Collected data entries
----------

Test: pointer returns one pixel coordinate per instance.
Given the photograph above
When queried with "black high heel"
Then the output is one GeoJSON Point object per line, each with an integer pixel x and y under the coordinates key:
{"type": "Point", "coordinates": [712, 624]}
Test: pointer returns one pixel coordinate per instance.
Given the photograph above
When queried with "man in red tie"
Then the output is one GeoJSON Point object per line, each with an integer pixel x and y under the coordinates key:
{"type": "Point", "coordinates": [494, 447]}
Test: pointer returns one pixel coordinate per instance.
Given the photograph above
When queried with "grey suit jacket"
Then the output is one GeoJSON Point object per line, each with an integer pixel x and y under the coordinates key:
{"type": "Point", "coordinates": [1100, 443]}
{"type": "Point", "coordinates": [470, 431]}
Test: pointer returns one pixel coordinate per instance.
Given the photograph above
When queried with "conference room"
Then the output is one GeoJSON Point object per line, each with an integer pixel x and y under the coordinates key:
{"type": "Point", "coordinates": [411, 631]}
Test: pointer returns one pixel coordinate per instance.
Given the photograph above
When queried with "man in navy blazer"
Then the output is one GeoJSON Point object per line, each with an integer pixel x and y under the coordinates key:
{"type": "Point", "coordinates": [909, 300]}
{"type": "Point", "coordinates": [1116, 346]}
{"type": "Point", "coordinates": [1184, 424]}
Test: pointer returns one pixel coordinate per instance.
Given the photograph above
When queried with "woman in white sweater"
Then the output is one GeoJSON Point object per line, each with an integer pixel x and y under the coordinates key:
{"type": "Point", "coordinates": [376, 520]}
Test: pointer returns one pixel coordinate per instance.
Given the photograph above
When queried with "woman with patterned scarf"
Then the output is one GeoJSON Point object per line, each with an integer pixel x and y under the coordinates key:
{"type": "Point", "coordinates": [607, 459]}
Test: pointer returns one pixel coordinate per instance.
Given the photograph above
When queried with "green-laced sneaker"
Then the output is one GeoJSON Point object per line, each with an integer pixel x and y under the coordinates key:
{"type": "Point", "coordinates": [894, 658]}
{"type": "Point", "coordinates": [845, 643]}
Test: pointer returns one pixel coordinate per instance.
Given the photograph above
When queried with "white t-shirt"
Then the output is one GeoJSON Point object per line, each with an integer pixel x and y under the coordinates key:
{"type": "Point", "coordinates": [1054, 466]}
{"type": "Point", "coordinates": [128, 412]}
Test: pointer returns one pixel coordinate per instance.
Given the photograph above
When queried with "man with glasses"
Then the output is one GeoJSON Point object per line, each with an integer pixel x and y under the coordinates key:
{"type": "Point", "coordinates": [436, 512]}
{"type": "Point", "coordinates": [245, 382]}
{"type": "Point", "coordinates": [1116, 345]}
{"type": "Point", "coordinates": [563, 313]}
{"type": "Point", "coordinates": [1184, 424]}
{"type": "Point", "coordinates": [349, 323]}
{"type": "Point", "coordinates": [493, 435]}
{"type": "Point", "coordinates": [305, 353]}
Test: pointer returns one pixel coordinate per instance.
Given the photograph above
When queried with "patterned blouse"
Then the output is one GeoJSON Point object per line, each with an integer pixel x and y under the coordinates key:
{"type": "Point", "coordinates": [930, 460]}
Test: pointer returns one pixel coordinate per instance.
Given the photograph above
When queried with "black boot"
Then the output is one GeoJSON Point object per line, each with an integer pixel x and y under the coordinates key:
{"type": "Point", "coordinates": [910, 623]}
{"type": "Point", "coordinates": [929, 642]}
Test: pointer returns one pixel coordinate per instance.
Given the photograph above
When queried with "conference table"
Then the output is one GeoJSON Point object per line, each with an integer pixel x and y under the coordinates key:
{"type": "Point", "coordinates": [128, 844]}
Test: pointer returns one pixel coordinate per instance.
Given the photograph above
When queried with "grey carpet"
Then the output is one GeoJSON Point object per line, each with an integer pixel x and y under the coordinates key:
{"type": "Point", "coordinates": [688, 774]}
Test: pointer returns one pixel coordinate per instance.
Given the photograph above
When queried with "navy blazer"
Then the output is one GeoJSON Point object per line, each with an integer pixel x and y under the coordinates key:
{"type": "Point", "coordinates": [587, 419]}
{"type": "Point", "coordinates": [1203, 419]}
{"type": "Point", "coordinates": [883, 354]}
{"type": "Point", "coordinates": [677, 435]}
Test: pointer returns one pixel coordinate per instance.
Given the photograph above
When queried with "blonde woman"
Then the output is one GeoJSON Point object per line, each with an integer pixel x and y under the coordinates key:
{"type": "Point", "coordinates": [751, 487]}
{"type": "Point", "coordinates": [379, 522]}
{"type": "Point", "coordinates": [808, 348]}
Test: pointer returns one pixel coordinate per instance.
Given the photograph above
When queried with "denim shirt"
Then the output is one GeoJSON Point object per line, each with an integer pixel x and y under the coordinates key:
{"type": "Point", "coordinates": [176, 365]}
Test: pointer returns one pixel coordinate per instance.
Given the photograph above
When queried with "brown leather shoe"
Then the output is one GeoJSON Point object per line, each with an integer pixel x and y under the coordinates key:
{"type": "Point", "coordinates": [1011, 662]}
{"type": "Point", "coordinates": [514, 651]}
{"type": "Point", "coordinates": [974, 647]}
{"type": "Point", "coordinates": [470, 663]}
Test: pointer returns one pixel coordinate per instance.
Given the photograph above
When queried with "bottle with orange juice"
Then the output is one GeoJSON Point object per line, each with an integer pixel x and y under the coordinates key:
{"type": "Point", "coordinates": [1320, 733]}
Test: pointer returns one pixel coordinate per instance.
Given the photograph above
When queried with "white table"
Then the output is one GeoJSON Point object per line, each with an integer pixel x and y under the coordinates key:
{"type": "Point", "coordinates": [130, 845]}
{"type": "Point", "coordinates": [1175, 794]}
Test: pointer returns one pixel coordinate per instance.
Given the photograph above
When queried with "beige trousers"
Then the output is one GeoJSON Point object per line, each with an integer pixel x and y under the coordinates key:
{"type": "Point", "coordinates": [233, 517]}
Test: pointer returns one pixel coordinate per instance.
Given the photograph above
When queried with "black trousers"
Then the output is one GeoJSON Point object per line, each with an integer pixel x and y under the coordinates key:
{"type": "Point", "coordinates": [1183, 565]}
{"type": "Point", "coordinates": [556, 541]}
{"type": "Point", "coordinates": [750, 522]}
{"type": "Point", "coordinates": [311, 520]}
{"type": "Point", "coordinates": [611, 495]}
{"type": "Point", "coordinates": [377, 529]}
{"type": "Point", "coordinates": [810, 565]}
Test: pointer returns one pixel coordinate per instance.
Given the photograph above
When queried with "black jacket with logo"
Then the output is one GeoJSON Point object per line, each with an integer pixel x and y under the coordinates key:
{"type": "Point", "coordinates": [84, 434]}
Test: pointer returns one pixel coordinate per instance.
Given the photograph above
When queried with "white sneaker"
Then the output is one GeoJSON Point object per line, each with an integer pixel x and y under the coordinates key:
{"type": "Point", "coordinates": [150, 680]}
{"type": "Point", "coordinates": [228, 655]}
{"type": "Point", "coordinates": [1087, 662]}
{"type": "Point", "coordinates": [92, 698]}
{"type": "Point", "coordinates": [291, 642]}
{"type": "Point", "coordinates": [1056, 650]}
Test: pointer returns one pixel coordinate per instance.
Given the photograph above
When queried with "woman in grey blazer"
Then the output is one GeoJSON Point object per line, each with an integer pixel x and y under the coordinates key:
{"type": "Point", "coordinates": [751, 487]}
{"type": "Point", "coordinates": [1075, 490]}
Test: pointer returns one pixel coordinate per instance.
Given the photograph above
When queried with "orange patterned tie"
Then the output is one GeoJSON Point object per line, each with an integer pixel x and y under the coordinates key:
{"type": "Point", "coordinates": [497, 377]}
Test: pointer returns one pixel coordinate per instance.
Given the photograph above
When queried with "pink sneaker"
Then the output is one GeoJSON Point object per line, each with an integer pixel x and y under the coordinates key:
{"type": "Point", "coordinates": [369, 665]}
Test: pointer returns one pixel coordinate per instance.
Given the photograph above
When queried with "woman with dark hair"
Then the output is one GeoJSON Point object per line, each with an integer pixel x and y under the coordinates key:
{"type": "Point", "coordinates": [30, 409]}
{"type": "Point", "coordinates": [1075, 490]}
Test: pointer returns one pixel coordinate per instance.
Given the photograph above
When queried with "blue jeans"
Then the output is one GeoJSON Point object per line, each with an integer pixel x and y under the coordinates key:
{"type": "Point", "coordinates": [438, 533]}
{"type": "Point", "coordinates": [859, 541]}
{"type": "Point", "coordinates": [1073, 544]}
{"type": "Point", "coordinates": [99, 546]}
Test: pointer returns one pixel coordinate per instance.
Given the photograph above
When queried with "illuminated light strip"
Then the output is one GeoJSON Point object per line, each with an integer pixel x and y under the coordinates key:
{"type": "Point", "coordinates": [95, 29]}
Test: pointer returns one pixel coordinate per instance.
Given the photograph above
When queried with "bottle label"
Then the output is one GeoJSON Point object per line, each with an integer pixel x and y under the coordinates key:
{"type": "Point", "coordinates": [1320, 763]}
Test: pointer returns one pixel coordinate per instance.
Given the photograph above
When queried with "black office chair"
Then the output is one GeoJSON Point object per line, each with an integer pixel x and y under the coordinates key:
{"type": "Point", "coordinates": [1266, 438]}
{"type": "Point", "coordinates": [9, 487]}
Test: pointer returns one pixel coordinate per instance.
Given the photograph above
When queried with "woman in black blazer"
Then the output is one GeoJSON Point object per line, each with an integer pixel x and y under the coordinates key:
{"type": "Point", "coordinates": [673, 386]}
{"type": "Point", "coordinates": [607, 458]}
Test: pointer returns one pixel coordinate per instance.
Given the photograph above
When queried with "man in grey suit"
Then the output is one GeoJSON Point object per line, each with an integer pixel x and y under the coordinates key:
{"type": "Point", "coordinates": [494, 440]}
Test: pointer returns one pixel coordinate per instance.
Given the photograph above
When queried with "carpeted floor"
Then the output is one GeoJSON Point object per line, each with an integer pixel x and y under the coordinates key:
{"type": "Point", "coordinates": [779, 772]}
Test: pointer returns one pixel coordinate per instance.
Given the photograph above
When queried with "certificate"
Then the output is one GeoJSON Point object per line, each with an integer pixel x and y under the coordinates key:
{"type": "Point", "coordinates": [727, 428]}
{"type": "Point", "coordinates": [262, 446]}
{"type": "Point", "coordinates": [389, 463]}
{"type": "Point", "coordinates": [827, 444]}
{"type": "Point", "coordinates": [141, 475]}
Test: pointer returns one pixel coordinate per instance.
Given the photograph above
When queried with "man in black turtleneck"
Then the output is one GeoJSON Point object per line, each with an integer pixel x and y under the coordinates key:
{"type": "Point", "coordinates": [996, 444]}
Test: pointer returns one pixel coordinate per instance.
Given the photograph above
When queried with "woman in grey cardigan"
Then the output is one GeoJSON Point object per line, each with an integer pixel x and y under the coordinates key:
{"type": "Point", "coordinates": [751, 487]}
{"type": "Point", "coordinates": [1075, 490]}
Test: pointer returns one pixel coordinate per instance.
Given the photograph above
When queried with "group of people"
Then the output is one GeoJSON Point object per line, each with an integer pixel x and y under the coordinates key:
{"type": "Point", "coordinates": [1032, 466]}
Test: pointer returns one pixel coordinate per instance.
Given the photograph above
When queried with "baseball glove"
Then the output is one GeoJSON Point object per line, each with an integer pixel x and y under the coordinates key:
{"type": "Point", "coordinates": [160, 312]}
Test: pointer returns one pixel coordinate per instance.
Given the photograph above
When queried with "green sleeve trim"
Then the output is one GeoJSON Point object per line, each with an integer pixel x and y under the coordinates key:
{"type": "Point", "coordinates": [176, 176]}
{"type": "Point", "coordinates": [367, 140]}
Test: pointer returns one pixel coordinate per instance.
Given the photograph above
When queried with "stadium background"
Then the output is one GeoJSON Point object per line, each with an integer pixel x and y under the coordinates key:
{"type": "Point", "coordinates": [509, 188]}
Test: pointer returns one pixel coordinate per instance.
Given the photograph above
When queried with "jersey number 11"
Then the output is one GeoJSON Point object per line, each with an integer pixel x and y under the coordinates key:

----------

■ Problem statement
Please gather every line in the entries above that contains the string "black". Case counts.

■ Task result
When queried with "black high heel"
When queried with "black boot"
When queried with "black trousers"
When queried with "black jacket with logo"
When queried with "black office chair"
When queried with "woman in black blazer"
When queried with "man in black turtleneck"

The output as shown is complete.